On the hardware side, the PL section incorporates several modules, including the CAN bus driver module, the TYDET acceleration module for the target detection algorithm, the Ethernet bus driver module, the Time of Flight (ToF) height measurement module, and the debugging HDMI interface. The PS section handles the input/output scheduling and sends the image from the camera to the PL. The two parts are interconnected through the built-in AXI-4 bus. The design in this paper can provide basic and sufficient performance on a low-end ZYNQ SoC. The hardware block diagram of the system is shown in
Figure 2.
The target detection process obtains rough x and y coordinates of the workpiece position relative to the origin, referred to as the base coordinates’ one. Therefore, sending the position data directly to the robot was not feasible, and additional modules were needed to obtain more-accurate information. A laser ToF sensor needs to be involved on account of the lack of information about the relative height and angle of the object. A laser sensor was selected due to the potential significant changes in the field environment at different times. If ultrasonic sensors were employed, they would be vulnerable to the interference caused by fluctuations in the sound velocity at varying temperatures, potentially resulting in significant measurement errors. Furthermore, the need for frequent calibration imposed an additional workload. Conversely, the height sensor served two primary functions: firstly, it facilitated capturing images from a specific height during camera operations to accommodate the limitations of the degraded target detection network and ensure precise target identification; secondly, it enabled the acquisition of the relative height of the workpiece, thereby facilitating accurate 3D positioning.
The most-commonly used method for grasp detection is sliding window detection. The sliding window detection method employs feature-based matching to obtain more accurate position information. The processed image is compared with a set of pre-stored images captured at fixed angles in the system. By finding the image with the highest similarity, the corresponding angle can be determined as the actual orientation of the workpiece. Additionally, by calculating the difference between the edges of two images, another offset address (corrected address) is obtained. Add the base address and the correction address to obtain a more accurate workpiece position.

* DATA ENTRIES *
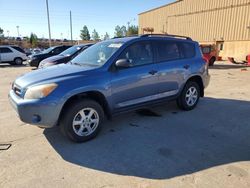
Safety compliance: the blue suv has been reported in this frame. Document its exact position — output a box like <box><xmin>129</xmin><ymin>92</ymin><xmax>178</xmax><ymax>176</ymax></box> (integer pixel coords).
<box><xmin>9</xmin><ymin>34</ymin><xmax>210</xmax><ymax>142</ymax></box>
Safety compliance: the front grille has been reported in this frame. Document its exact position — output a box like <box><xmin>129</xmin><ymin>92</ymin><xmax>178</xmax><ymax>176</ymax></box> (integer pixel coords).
<box><xmin>13</xmin><ymin>84</ymin><xmax>22</xmax><ymax>97</ymax></box>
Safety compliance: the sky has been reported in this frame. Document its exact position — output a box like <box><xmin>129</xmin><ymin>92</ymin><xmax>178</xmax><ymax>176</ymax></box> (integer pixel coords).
<box><xmin>0</xmin><ymin>0</ymin><xmax>174</xmax><ymax>40</ymax></box>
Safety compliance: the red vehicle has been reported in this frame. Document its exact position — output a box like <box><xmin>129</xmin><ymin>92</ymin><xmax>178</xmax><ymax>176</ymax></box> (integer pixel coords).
<box><xmin>200</xmin><ymin>44</ymin><xmax>218</xmax><ymax>66</ymax></box>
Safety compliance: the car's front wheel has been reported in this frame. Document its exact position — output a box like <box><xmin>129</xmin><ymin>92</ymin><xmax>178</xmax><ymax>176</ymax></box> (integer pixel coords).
<box><xmin>14</xmin><ymin>57</ymin><xmax>23</xmax><ymax>65</ymax></box>
<box><xmin>60</xmin><ymin>99</ymin><xmax>104</xmax><ymax>142</ymax></box>
<box><xmin>177</xmin><ymin>81</ymin><xmax>200</xmax><ymax>111</ymax></box>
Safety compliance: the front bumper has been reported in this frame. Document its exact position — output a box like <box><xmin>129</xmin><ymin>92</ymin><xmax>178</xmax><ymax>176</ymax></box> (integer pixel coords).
<box><xmin>9</xmin><ymin>90</ymin><xmax>61</xmax><ymax>128</ymax></box>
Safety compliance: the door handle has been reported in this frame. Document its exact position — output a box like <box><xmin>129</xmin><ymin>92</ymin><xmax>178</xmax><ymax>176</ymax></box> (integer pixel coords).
<box><xmin>149</xmin><ymin>70</ymin><xmax>158</xmax><ymax>75</ymax></box>
<box><xmin>183</xmin><ymin>65</ymin><xmax>190</xmax><ymax>69</ymax></box>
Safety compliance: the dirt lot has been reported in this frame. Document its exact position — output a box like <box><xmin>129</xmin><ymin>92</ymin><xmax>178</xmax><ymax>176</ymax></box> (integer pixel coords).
<box><xmin>0</xmin><ymin>63</ymin><xmax>250</xmax><ymax>188</ymax></box>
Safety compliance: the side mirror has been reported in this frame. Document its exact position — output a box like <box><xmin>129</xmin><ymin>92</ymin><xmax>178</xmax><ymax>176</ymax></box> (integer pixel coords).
<box><xmin>115</xmin><ymin>59</ymin><xmax>131</xmax><ymax>68</ymax></box>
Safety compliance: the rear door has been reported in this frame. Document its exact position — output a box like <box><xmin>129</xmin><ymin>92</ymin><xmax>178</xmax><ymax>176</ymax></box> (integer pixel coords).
<box><xmin>111</xmin><ymin>41</ymin><xmax>158</xmax><ymax>109</ymax></box>
<box><xmin>155</xmin><ymin>40</ymin><xmax>195</xmax><ymax>97</ymax></box>
<box><xmin>0</xmin><ymin>47</ymin><xmax>15</xmax><ymax>62</ymax></box>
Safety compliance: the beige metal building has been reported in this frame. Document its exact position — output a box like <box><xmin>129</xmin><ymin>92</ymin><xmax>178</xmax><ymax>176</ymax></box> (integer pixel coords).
<box><xmin>139</xmin><ymin>0</ymin><xmax>250</xmax><ymax>60</ymax></box>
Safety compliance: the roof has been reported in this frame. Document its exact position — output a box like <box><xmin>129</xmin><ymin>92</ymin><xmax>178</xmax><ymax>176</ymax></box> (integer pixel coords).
<box><xmin>138</xmin><ymin>0</ymin><xmax>183</xmax><ymax>15</ymax></box>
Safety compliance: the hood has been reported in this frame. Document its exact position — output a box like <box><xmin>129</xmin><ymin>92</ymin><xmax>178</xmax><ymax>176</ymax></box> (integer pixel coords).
<box><xmin>15</xmin><ymin>64</ymin><xmax>96</xmax><ymax>88</ymax></box>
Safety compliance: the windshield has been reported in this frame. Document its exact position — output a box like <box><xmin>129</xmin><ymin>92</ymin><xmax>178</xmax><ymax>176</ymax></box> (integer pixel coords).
<box><xmin>60</xmin><ymin>46</ymin><xmax>81</xmax><ymax>56</ymax></box>
<box><xmin>71</xmin><ymin>41</ymin><xmax>123</xmax><ymax>66</ymax></box>
<box><xmin>43</xmin><ymin>47</ymin><xmax>55</xmax><ymax>54</ymax></box>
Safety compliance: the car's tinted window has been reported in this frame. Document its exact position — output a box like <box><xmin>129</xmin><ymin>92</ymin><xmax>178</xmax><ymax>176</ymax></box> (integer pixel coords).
<box><xmin>0</xmin><ymin>48</ymin><xmax>12</xmax><ymax>53</ymax></box>
<box><xmin>11</xmin><ymin>46</ymin><xmax>25</xmax><ymax>54</ymax></box>
<box><xmin>180</xmin><ymin>42</ymin><xmax>195</xmax><ymax>58</ymax></box>
<box><xmin>156</xmin><ymin>41</ymin><xmax>181</xmax><ymax>62</ymax></box>
<box><xmin>52</xmin><ymin>47</ymin><xmax>64</xmax><ymax>54</ymax></box>
<box><xmin>118</xmin><ymin>42</ymin><xmax>153</xmax><ymax>66</ymax></box>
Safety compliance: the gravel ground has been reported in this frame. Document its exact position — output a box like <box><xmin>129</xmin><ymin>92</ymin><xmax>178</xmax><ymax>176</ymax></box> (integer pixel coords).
<box><xmin>0</xmin><ymin>62</ymin><xmax>250</xmax><ymax>188</ymax></box>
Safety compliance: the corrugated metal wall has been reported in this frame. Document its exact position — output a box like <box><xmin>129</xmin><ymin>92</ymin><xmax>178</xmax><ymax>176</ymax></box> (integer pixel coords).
<box><xmin>139</xmin><ymin>0</ymin><xmax>250</xmax><ymax>42</ymax></box>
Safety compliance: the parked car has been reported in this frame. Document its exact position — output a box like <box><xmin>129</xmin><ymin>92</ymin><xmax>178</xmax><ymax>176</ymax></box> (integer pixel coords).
<box><xmin>200</xmin><ymin>44</ymin><xmax>218</xmax><ymax>66</ymax></box>
<box><xmin>31</xmin><ymin>48</ymin><xmax>43</xmax><ymax>55</ymax></box>
<box><xmin>28</xmin><ymin>46</ymin><xmax>71</xmax><ymax>67</ymax></box>
<box><xmin>0</xmin><ymin>46</ymin><xmax>28</xmax><ymax>65</ymax></box>
<box><xmin>38</xmin><ymin>44</ymin><xmax>93</xmax><ymax>68</ymax></box>
<box><xmin>9</xmin><ymin>35</ymin><xmax>210</xmax><ymax>142</ymax></box>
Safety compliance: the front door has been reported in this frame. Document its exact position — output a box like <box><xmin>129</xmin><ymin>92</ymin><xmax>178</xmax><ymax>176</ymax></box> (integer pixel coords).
<box><xmin>111</xmin><ymin>42</ymin><xmax>158</xmax><ymax>110</ymax></box>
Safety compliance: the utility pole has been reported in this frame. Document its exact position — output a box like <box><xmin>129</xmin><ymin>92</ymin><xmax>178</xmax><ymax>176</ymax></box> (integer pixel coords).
<box><xmin>69</xmin><ymin>11</ymin><xmax>73</xmax><ymax>44</ymax></box>
<box><xmin>16</xmin><ymin>25</ymin><xmax>20</xmax><ymax>37</ymax></box>
<box><xmin>46</xmin><ymin>0</ymin><xmax>51</xmax><ymax>47</ymax></box>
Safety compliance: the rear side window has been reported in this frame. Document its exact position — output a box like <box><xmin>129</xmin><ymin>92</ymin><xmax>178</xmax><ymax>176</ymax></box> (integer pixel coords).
<box><xmin>0</xmin><ymin>48</ymin><xmax>12</xmax><ymax>53</ymax></box>
<box><xmin>156</xmin><ymin>41</ymin><xmax>181</xmax><ymax>62</ymax></box>
<box><xmin>11</xmin><ymin>46</ymin><xmax>25</xmax><ymax>54</ymax></box>
<box><xmin>119</xmin><ymin>42</ymin><xmax>153</xmax><ymax>67</ymax></box>
<box><xmin>180</xmin><ymin>42</ymin><xmax>195</xmax><ymax>58</ymax></box>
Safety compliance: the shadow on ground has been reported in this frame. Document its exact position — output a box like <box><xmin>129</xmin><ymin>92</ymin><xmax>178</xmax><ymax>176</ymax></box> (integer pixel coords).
<box><xmin>44</xmin><ymin>98</ymin><xmax>250</xmax><ymax>179</ymax></box>
<box><xmin>0</xmin><ymin>63</ymin><xmax>27</xmax><ymax>69</ymax></box>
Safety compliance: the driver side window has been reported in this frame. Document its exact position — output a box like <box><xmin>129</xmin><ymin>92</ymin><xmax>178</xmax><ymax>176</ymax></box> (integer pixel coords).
<box><xmin>119</xmin><ymin>42</ymin><xmax>153</xmax><ymax>67</ymax></box>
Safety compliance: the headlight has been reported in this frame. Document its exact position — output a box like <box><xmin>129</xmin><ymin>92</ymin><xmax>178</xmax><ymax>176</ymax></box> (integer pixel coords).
<box><xmin>24</xmin><ymin>83</ymin><xmax>57</xmax><ymax>99</ymax></box>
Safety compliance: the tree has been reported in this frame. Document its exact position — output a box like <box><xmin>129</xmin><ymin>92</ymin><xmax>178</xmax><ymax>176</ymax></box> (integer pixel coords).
<box><xmin>0</xmin><ymin>27</ymin><xmax>4</xmax><ymax>38</ymax></box>
<box><xmin>126</xmin><ymin>25</ymin><xmax>138</xmax><ymax>36</ymax></box>
<box><xmin>92</xmin><ymin>29</ymin><xmax>100</xmax><ymax>41</ymax></box>
<box><xmin>80</xmin><ymin>25</ymin><xmax>90</xmax><ymax>40</ymax></box>
<box><xmin>115</xmin><ymin>25</ymin><xmax>127</xmax><ymax>37</ymax></box>
<box><xmin>29</xmin><ymin>33</ymin><xmax>37</xmax><ymax>47</ymax></box>
<box><xmin>103</xmin><ymin>32</ymin><xmax>110</xmax><ymax>40</ymax></box>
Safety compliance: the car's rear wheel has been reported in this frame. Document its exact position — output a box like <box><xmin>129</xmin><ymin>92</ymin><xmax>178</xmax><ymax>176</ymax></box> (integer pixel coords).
<box><xmin>60</xmin><ymin>99</ymin><xmax>104</xmax><ymax>143</ymax></box>
<box><xmin>177</xmin><ymin>81</ymin><xmax>200</xmax><ymax>111</ymax></box>
<box><xmin>14</xmin><ymin>57</ymin><xmax>23</xmax><ymax>65</ymax></box>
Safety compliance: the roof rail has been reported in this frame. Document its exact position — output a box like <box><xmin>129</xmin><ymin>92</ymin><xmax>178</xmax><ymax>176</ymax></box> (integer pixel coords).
<box><xmin>141</xmin><ymin>34</ymin><xmax>192</xmax><ymax>40</ymax></box>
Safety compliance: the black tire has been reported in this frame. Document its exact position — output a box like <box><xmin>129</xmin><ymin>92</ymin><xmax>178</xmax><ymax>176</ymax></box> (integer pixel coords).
<box><xmin>209</xmin><ymin>57</ymin><xmax>216</xmax><ymax>66</ymax></box>
<box><xmin>14</xmin><ymin>57</ymin><xmax>23</xmax><ymax>65</ymax></box>
<box><xmin>60</xmin><ymin>99</ymin><xmax>104</xmax><ymax>143</ymax></box>
<box><xmin>177</xmin><ymin>81</ymin><xmax>200</xmax><ymax>111</ymax></box>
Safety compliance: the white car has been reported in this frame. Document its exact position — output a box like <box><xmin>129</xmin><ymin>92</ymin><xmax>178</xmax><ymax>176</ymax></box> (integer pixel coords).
<box><xmin>0</xmin><ymin>46</ymin><xmax>28</xmax><ymax>65</ymax></box>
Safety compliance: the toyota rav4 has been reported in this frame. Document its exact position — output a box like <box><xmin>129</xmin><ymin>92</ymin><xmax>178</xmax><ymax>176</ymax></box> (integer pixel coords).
<box><xmin>9</xmin><ymin>34</ymin><xmax>210</xmax><ymax>142</ymax></box>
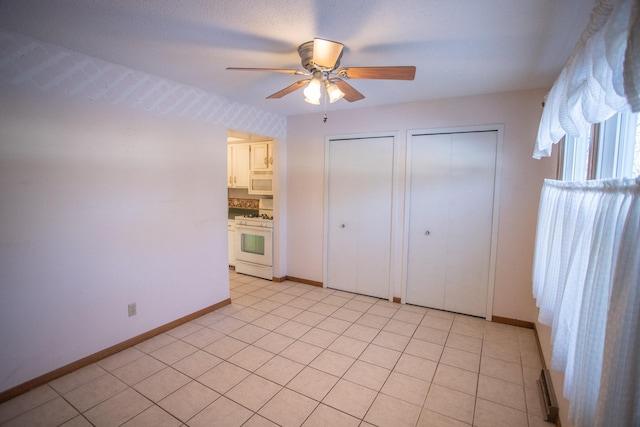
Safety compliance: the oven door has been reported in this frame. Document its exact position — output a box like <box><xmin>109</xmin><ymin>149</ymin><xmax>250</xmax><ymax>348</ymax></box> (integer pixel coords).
<box><xmin>236</xmin><ymin>224</ymin><xmax>273</xmax><ymax>267</ymax></box>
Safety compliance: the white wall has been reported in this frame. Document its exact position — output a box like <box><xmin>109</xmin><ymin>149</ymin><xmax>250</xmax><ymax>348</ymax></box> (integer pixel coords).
<box><xmin>0</xmin><ymin>87</ymin><xmax>229</xmax><ymax>390</ymax></box>
<box><xmin>0</xmin><ymin>30</ymin><xmax>286</xmax><ymax>391</ymax></box>
<box><xmin>286</xmin><ymin>90</ymin><xmax>556</xmax><ymax>321</ymax></box>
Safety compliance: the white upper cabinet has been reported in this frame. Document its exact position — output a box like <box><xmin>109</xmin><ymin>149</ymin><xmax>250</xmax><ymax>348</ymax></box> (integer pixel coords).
<box><xmin>227</xmin><ymin>144</ymin><xmax>250</xmax><ymax>188</ymax></box>
<box><xmin>250</xmin><ymin>142</ymin><xmax>273</xmax><ymax>170</ymax></box>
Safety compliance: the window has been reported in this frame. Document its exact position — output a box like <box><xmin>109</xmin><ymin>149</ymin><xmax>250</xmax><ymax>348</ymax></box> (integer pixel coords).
<box><xmin>560</xmin><ymin>113</ymin><xmax>640</xmax><ymax>181</ymax></box>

* TO-DO LIST *
A) Summarize the text about the system's hardware and workpiece positioning in two sentences.
B) Please extract every line of the records that contains the word "wall", treating case as significant.

* ANSWERS *
A) The PL section contains modules such as the CAN and Ethernet bus drivers, the TYDET acceleration module, a ToF height measurement module, and an HDMI debugging interface, while the PS section handles input/output scheduling and sends camera images to the PL over the built-in AXI-4 bus. Because target detection yields only rough x and y coordinates, a laser ToF sensor supplies the workpiece's relative height, and sliding window detection compares the image with pre-stored images at fixed angles to find the workpiece's orientation and a correction address that is added to the base address for a more accurate position.

B)
Safety compliance: the corrugated metal wall has been reported in this frame. Document its exact position — output a box like <box><xmin>129</xmin><ymin>92</ymin><xmax>178</xmax><ymax>176</ymax></box> (integer pixel coords).
Safety compliance: the white wall has been reported in this frame. Document its exact position — output a box like <box><xmin>109</xmin><ymin>149</ymin><xmax>250</xmax><ymax>348</ymax></box> (integer pixel coords).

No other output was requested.